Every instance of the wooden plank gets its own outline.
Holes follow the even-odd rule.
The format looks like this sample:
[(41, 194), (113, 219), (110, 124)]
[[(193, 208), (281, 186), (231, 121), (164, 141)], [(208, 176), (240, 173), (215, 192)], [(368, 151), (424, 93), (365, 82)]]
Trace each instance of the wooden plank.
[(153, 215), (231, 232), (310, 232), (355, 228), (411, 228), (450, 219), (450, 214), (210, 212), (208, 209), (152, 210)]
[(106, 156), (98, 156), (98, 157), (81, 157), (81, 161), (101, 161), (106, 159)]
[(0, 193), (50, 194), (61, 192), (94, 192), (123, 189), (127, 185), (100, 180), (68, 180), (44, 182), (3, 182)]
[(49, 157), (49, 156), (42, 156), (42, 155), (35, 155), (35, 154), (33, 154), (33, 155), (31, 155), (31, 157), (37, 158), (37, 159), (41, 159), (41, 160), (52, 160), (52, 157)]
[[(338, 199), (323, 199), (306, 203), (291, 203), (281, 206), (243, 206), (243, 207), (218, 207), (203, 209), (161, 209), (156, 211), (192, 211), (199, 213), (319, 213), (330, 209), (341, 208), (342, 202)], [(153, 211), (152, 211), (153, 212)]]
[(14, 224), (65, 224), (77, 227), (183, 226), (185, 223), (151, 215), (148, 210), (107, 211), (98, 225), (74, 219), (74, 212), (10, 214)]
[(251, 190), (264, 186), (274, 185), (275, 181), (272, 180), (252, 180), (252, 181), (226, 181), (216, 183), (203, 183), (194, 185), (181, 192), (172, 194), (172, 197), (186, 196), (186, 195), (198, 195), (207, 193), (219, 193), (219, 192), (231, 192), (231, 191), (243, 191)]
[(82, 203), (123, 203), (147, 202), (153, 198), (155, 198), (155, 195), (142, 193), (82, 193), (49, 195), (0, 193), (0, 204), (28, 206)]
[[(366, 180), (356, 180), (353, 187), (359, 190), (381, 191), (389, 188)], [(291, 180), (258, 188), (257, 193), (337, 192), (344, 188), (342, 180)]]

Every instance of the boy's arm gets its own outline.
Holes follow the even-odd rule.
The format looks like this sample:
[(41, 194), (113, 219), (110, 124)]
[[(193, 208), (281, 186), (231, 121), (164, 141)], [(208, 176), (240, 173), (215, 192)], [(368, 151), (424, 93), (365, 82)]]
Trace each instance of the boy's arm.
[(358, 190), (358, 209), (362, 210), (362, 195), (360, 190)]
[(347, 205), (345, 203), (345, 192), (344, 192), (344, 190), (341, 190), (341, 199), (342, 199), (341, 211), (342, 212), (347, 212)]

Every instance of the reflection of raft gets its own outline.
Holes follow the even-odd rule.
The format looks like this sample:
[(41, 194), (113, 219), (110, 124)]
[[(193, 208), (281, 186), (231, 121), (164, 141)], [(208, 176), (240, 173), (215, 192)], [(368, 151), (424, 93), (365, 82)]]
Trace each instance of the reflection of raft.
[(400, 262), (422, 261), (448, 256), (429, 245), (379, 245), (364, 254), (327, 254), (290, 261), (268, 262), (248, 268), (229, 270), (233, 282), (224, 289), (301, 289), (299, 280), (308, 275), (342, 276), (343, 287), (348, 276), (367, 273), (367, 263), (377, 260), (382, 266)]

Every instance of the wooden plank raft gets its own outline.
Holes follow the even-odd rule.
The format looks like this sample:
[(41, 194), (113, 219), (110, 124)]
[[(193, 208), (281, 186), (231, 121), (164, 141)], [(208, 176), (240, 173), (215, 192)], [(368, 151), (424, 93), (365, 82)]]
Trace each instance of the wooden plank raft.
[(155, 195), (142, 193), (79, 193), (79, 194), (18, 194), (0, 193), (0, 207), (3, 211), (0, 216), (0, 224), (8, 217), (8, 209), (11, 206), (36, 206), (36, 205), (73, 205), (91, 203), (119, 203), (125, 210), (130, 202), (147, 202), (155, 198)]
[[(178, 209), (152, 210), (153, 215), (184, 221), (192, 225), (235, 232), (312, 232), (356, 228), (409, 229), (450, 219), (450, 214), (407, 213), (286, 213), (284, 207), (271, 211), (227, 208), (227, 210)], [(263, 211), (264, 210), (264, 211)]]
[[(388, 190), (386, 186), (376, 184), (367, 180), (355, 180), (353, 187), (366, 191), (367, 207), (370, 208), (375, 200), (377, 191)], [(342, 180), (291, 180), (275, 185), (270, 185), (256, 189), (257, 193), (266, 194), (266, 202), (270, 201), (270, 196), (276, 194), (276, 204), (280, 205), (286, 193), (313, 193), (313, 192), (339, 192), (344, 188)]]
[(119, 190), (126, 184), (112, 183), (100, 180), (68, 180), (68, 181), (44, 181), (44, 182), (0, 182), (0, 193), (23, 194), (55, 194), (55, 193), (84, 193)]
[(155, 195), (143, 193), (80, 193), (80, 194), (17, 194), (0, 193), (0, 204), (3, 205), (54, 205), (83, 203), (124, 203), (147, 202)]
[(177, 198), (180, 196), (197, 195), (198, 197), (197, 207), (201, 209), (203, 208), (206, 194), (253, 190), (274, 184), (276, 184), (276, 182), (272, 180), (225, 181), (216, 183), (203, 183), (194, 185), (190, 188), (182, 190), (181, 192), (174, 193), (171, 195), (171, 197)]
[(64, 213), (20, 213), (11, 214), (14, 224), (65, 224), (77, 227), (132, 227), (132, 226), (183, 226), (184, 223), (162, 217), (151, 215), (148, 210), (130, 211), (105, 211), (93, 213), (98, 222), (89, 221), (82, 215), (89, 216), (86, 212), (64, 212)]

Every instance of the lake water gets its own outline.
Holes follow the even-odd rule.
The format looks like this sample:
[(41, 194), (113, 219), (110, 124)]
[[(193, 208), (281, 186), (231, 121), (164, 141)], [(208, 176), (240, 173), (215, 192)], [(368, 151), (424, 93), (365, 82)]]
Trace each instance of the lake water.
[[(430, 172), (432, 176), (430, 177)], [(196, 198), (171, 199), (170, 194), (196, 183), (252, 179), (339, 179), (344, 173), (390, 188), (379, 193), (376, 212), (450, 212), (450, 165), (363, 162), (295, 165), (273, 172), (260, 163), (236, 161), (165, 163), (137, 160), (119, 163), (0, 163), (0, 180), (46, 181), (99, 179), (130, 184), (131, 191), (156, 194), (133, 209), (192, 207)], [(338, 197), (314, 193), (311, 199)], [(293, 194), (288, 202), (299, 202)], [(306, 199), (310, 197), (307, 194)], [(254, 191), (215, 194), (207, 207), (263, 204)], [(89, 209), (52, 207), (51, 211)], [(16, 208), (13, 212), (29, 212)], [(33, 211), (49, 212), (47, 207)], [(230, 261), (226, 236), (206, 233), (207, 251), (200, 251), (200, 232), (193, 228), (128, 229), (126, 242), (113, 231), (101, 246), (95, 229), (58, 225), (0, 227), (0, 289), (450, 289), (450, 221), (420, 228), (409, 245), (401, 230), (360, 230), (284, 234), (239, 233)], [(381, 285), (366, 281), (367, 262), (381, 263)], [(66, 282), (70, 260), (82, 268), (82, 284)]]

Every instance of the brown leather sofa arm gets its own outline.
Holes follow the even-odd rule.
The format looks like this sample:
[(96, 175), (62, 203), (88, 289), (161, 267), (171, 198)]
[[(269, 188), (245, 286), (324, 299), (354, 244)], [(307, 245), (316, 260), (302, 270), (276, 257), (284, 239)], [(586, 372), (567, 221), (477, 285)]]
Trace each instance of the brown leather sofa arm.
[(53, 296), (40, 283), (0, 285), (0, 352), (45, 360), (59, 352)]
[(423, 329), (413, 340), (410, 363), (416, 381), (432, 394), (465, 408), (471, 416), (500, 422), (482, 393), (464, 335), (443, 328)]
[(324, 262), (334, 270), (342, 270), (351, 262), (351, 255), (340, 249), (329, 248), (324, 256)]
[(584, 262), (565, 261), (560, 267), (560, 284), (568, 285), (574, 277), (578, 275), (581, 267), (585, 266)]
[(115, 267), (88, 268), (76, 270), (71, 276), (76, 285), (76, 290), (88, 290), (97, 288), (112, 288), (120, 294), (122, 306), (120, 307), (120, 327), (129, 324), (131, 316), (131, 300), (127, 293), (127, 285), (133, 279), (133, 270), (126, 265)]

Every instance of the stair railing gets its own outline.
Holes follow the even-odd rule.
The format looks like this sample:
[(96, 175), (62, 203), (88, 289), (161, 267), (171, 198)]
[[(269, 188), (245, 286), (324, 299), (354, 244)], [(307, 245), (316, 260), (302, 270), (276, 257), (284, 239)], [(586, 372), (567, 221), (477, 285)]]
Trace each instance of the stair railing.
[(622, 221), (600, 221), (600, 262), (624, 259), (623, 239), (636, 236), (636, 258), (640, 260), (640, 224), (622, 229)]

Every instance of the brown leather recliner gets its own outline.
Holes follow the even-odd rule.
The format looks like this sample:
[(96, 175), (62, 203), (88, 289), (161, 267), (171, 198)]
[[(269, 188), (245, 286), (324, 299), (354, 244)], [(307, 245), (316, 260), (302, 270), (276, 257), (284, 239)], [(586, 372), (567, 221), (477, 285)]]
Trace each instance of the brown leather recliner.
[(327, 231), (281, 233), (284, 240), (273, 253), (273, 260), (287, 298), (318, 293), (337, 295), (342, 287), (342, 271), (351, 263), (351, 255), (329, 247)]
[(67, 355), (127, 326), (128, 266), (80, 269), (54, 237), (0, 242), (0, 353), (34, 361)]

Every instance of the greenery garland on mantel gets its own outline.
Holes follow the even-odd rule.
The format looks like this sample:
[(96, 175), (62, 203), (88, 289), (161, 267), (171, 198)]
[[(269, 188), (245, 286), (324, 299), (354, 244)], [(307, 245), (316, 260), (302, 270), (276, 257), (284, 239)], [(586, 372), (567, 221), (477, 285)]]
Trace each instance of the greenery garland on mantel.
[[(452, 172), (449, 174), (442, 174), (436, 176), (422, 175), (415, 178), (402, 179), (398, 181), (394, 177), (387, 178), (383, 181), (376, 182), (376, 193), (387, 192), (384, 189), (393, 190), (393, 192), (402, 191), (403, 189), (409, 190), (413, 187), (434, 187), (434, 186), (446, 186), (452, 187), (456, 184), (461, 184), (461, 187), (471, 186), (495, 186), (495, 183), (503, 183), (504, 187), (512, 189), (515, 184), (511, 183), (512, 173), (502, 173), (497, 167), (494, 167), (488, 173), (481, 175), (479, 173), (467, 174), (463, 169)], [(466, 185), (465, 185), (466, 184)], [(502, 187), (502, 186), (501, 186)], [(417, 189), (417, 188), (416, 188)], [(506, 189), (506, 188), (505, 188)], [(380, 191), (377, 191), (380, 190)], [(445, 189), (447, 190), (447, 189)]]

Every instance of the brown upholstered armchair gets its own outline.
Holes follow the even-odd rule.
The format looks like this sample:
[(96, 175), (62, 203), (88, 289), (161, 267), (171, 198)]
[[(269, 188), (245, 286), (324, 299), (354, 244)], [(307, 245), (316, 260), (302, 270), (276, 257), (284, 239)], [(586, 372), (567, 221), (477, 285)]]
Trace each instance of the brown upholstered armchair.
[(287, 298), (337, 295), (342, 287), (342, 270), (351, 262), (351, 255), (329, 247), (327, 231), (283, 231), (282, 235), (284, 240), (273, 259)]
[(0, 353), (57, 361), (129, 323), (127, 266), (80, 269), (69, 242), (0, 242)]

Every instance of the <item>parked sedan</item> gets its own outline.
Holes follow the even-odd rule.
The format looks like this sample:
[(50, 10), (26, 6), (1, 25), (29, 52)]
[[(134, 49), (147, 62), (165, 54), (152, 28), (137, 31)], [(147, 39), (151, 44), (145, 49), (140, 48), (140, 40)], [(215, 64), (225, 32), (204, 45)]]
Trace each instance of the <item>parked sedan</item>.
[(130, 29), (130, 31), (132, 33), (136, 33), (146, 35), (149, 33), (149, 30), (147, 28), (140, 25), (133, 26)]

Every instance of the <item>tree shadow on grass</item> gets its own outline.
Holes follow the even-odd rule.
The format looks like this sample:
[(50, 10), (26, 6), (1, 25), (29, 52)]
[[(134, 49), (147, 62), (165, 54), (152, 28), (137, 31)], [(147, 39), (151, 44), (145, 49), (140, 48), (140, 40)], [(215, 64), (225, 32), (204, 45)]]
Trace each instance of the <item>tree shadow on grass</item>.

PROBLEM
Reproduce the entries above verbatim, beginning with the line containing "Every instance of the brown leather recliner" and continuing through the line containing "255), (329, 247)]".

COMPLETED EXERCISE
Every instance of the brown leather recliner gets its own outline.
Holes follow the even-odd rule.
The format looks like this sample:
[(96, 175), (62, 203), (88, 289), (161, 267), (171, 198)]
[[(269, 188), (245, 286), (324, 299), (354, 244)], [(307, 245), (316, 260), (302, 270), (276, 257), (284, 239)], [(586, 372), (567, 221), (477, 285)]]
Trace each instance of the brown leather recliner.
[(327, 231), (281, 233), (284, 240), (273, 253), (273, 260), (287, 298), (318, 293), (337, 295), (342, 287), (342, 271), (351, 263), (351, 255), (329, 247)]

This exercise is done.